EXTRACT TO READ:
Durable Functions Orchestration Stuck Playbook¶

1. Summary¶

This playbook addresses incidents where Durable Functions orchestration instances stay in Running (or appear hung) far longer than expected, with little or no forward progress. Typical drivers include replay storms, oversized orchestration history, non-deterministic orchestrator code, failed activities without explicit retries, and workflows waiting forever for external events.

Stuck orchestrations are often misclassified as platform outages. In many cases, storage/provider health is normal and the issue is orchestration logic or execution shape. Fast triage requires separating "no progress" from "slow progress," then proving whether the bottleneck is replay, deterministic violations, dependency failure, or missing external signal.

EXERCISE SET:
**1.** Decide whether each statement below agrees with the playbook, and answer yes or no for each, quoting the words of the playbook that settle it. (a) The playbook says stuck orchestrations are often mistaken for platform outages. (b) According to the playbook, storage/provider health is usually degraded when orchestrations get stuck. (c) Oversized orchestration history is named among the typical drivers.
**2.** Retype the passage of the playbook that begins at the words "Durable Functions Orchestration Stuck" and stops after the words "for external events.".

RECORD SET:
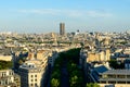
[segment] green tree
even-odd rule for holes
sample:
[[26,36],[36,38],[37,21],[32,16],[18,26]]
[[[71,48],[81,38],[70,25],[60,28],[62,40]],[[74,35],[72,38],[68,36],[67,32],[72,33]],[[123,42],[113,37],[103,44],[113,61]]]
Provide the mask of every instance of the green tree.
[[51,87],[60,87],[60,80],[56,78],[51,79]]
[[86,87],[100,87],[100,85],[98,85],[96,83],[90,83],[90,84],[87,84]]

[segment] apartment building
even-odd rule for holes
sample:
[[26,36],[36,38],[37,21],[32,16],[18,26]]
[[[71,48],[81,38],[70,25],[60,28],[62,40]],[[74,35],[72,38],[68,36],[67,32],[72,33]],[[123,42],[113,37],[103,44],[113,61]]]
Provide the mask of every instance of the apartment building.
[[130,70],[108,70],[100,75],[99,80],[101,87],[129,87],[130,86]]
[[20,76],[12,70],[0,71],[0,87],[21,87]]

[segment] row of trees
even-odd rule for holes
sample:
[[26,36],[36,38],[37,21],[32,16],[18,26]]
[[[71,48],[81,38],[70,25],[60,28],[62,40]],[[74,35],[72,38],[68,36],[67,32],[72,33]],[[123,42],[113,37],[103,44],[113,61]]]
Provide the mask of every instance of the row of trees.
[[0,70],[8,70],[12,67],[11,61],[0,61]]

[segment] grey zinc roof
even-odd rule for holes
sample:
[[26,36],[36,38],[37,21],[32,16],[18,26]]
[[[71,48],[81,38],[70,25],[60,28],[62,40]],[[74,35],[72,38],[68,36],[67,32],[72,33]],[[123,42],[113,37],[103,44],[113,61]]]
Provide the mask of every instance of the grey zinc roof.
[[130,70],[108,70],[103,74],[120,74],[120,75],[130,75]]
[[101,65],[101,66],[96,66],[94,67],[94,70],[98,72],[98,73],[104,73],[106,71],[108,71],[108,69],[104,65]]

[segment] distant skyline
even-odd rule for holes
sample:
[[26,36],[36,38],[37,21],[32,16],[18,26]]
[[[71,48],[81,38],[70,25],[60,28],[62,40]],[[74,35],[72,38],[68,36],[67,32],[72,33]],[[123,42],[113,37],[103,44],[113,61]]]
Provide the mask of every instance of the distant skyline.
[[1,0],[0,32],[130,30],[130,0]]

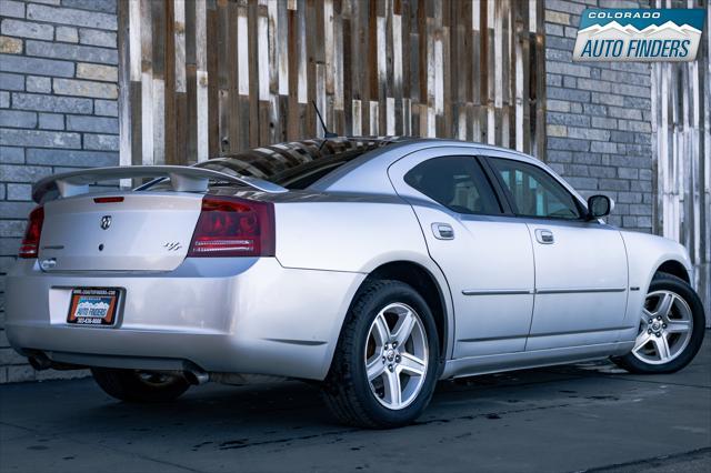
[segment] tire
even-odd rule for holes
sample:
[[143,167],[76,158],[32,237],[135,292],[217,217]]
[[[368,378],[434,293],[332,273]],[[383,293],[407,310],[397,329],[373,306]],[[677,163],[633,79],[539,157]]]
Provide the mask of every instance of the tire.
[[190,388],[182,374],[108,368],[92,368],[91,374],[107,394],[124,402],[170,402]]
[[[671,302],[662,305],[668,296]],[[703,342],[705,316],[701,300],[684,280],[657,273],[644,304],[634,349],[612,361],[631,373],[674,373],[693,360]],[[671,309],[665,311],[667,306]]]
[[[403,325],[411,326],[404,339]],[[398,340],[404,342],[392,343]],[[368,283],[353,300],[341,331],[322,386],[326,404],[344,424],[407,425],[432,399],[438,360],[437,325],[424,299],[399,281]]]

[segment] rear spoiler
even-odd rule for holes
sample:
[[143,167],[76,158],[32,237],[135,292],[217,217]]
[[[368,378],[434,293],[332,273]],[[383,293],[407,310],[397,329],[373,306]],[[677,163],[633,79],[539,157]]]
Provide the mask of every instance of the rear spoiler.
[[204,192],[208,190],[210,180],[249,185],[269,193],[288,192],[281,185],[269,181],[230,175],[211,169],[186,165],[119,165],[90,168],[47,177],[32,187],[32,200],[39,203],[52,191],[58,191],[63,198],[79,195],[89,192],[89,184],[94,182],[132,178],[170,178],[170,183],[177,192]]

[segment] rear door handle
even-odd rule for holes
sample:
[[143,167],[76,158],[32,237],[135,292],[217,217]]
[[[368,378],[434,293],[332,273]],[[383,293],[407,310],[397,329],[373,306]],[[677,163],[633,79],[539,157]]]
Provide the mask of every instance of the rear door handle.
[[454,229],[449,223],[432,223],[432,233],[438,240],[454,240]]
[[537,229],[535,230],[535,240],[538,240],[541,244],[553,244],[555,239],[553,238],[553,232],[545,229]]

SOLUTIONS IN ORDER:
**1.**
(a) Yes: "Stuck orchestrations are often misclassified as platform outages."
(b) No: "In many cases, storage/provider health is normal and the issue is orchestration logic or execution shape."
(c) Yes: "Typical drivers include replay storms, oversized orchestration history, non-deterministic orchestrator code, failed activities without explicit retries, and workflows waiting forever for external events."

**2.**
Durable Functions Orchestration Stuck Playbook¶

1. Summary¶

This playbook addresses incidents where Durable Functions orchestration instances stay in Running (or appear hung) far longer than expected, with little or no forward progress. Typical drivers include replay storms, oversized orchestration history, non-deterministic orchestrator code, failed activities without explicit retries, and workflows waiting forever for external events.